* [What you need to do]: All of the material must be duplicated exactly, line by line.
<<<<
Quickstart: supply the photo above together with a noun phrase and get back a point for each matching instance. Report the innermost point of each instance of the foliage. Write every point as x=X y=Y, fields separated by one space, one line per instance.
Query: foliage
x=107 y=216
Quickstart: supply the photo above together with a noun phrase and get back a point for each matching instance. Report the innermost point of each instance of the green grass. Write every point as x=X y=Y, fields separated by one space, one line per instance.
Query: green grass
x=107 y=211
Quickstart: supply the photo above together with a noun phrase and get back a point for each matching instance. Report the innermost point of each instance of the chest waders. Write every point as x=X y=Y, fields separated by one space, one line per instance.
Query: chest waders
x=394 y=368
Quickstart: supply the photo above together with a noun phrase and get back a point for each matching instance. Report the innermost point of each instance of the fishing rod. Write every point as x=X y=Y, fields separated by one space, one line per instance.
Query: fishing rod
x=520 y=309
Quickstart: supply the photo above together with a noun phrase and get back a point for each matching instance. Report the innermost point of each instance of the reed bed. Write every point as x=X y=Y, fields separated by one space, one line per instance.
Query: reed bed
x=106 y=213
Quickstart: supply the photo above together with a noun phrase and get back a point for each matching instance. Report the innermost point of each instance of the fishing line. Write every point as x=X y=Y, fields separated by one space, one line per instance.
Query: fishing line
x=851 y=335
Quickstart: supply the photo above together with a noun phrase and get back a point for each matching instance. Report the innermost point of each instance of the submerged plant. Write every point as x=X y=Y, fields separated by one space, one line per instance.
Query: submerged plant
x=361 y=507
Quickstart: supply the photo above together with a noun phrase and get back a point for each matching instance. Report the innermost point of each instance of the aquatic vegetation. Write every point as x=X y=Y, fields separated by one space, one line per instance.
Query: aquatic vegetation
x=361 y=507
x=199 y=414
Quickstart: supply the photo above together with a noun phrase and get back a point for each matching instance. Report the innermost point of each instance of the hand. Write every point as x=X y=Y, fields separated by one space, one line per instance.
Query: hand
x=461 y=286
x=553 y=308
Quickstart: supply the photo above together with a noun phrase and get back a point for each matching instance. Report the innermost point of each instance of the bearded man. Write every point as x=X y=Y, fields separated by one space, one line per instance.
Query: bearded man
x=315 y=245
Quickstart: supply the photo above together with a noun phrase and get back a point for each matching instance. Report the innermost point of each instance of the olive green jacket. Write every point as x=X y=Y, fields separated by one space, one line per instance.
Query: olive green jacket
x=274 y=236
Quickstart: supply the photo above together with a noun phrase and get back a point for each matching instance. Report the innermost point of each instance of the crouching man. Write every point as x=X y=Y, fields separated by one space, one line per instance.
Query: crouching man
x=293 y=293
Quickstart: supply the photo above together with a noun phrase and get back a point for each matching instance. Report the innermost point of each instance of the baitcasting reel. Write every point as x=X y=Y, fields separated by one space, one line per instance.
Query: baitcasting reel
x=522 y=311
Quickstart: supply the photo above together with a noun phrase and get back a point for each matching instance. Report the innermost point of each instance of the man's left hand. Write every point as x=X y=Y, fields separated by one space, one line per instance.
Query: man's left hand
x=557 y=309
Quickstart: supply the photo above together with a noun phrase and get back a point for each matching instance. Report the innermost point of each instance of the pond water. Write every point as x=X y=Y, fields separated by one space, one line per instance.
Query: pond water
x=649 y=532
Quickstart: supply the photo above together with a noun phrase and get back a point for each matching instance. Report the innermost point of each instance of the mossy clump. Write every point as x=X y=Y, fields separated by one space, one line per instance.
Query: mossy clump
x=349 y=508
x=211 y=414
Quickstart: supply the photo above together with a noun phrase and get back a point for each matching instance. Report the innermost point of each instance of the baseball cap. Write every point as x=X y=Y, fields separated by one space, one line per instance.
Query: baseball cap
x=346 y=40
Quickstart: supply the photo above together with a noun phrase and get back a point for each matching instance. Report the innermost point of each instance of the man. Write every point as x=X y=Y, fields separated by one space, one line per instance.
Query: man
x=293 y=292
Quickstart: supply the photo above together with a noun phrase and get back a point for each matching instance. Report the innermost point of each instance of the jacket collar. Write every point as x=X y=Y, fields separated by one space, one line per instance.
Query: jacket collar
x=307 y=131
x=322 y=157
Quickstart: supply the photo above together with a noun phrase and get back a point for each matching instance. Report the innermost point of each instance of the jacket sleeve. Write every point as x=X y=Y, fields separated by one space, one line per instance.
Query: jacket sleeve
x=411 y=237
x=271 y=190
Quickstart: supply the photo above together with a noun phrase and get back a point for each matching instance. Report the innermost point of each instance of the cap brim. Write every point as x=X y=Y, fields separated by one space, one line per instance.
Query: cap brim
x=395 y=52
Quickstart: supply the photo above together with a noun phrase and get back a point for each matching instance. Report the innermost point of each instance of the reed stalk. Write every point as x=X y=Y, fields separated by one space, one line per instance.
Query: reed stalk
>>>>
* [Exercise answer]:
Quickstart: supply the photo above together with a noun phrase and get back a point for each matching instance. Report the innermost point of each instance of the foliage. Write every point as x=X y=Y, fields separated by one space, one line per instance.
Query: foliage
x=107 y=216
Quickstart: supply the photo above together with a noun phrase and get back a point for each matching instance. Report the innermost point of each instance of the green grass. Write every point as x=X y=Y, fields separated by one space, one line per instance.
Query: green grass
x=107 y=211
Quickstart: supply the photo above together with a noun phrase and get back a point for each matching instance. Report the innermost point of each instance of the chest waders. Write every point as x=X y=Y, fields separated by one space, one line per instance.
Query: chest waders
x=394 y=368
Quickstart: supply the photo above together with a noun phrase and get back a point for each matching instance. Report the innermost point of each instance of the fishing rod. Write every point as x=X y=Y, fields separated by one space, one line per instance.
Query: fishing rod
x=520 y=309
Quickstart: supply the photo above together with a noun phrase and get back a point for each matching instance. Report the innermost point of each instance of the reed bed. Write every point as x=X y=Y, fields separated by one space, one line per instance.
Query: reed bed
x=106 y=213
Quickstart: supply the photo above together with a noun phrase and get back a point for each matching instance. Report the innermost point of each instance of the fishing line. Write every point as x=X y=Y, fields separated by one space, one line per instance.
Query: fishing line
x=851 y=335
Quickstart: supply the photo above together with a noun phrase and get back a point for each matching instance. Report the innermost point of each instance of the submerged plant. Write every point as x=X y=Y, fields separated by one space, one line per instance.
Query: submerged plant
x=361 y=507
Quickstart: supply the photo above together with a noun phrase and get back a point for each matching instance. Report the innermost point of each instance of the aquatic vegetation. Write every point as x=X y=Y, fields separated by one space, one line per instance.
Query: aquatic vegetation
x=361 y=507
x=199 y=414
Quickstart: supply the photo above together with a noun phrase and get back a point for each matching instance. Report the innermost point of each instance of the hand. Write every point as x=X y=Y, fields separated by one space, one line per instance.
Query: hand
x=461 y=286
x=553 y=308
Quickstart: supply the photo above together with a noun phrase and get back a point for each matching instance. Report the innermost point of each instance of the bearded man. Write every point as x=X y=Y, fields separated by one space, one line per instance.
Query: bearded man
x=315 y=245
Quickstart: supply the photo above together with a noun phrase and get back a point for each matching instance. Report the innermost point of each instance of the olive green jacket. Write every point as x=X y=Y, fields separated by one space, one line per instance.
Query: olive green jacket
x=274 y=236
Quickstart: supply the photo above together with a noun phrase and get back a point for each matching instance. Report the innermost point of each instance of the crouching man. Write every point as x=X y=Y, fields separated by one space, one line per instance.
Query: crouching man
x=293 y=293
Quickstart: supply the photo above together with a noun phrase and get back a point for each matching instance. Report the innermost point of each instance of the baitcasting reel. Write every point as x=X y=Y, fields separated by one space, one line per instance.
Query: baitcasting reel
x=522 y=311
Quickstart: supply the photo above together with a noun phrase and get back a point for each matching instance. Report the innermost point of each instance of the man's left hand. Write every point as x=X y=Y, fields separated by one space, one line per instance.
Query: man's left hand
x=557 y=309
Quickstart: supply the photo above together with a noun phrase and get back a point for each matching instance. Report the innermost point of each instance of the pond water. Write every point as x=X y=Y, fields separated by one space, one line per instance.
Query: pond water
x=649 y=532
Quickstart: supply the photo above together with a noun phrase and get back a point for each matching instance. Report the innermost point of each instance of the mossy clump. Write every point as x=X y=Y, fields separated by one space, one line per instance.
Query: mossy clump
x=349 y=508
x=211 y=414
Quickstart: supply the photo above together with a noun phrase and get back a point for each matching instance. Report the innermost point of each instance of the baseball cap. Write every point as x=X y=Y, fields separated by one space, one line per instance.
Query: baseball cap
x=346 y=40
Quickstart: supply the photo above together with a noun phrase and get back a point for each matching instance. Report the innermost point of each instance of the man. Write every point as x=X y=Y, fields separated by one space, one line per instance.
Query: man
x=293 y=292
Quickstart: supply the photo above together with a noun phrase and get back a point for each matching instance. Report the innermost point of each instance of the jacket collar. Write every point as x=X y=Y, fields separated by one space, one line per instance.
Query: jacket collar
x=307 y=131
x=322 y=157
Quickstart: supply the photo above together with a noun phrase and get back a point for each matching instance. Report the innermost point of each instance of the jacket sleeve. Write every point as x=X y=Y, fields separated by one space, one line per instance.
Query: jacket sleeve
x=411 y=237
x=271 y=190
Quickstart: supply the photo above together with a noun phrase and get back a point for each matching instance. Report the innermost point of each instance of the cap brim. Write every point as x=X y=Y, fields separated by one space, one line per instance.
Query: cap brim
x=395 y=52
Quickstart: supply the photo above together with a noun phrase and get back a point for each matching instance. Report the innermost point of each instance of the reed stalk. Write every point as x=X y=Y, fields separated by one space, one line per instance.
Query: reed stalk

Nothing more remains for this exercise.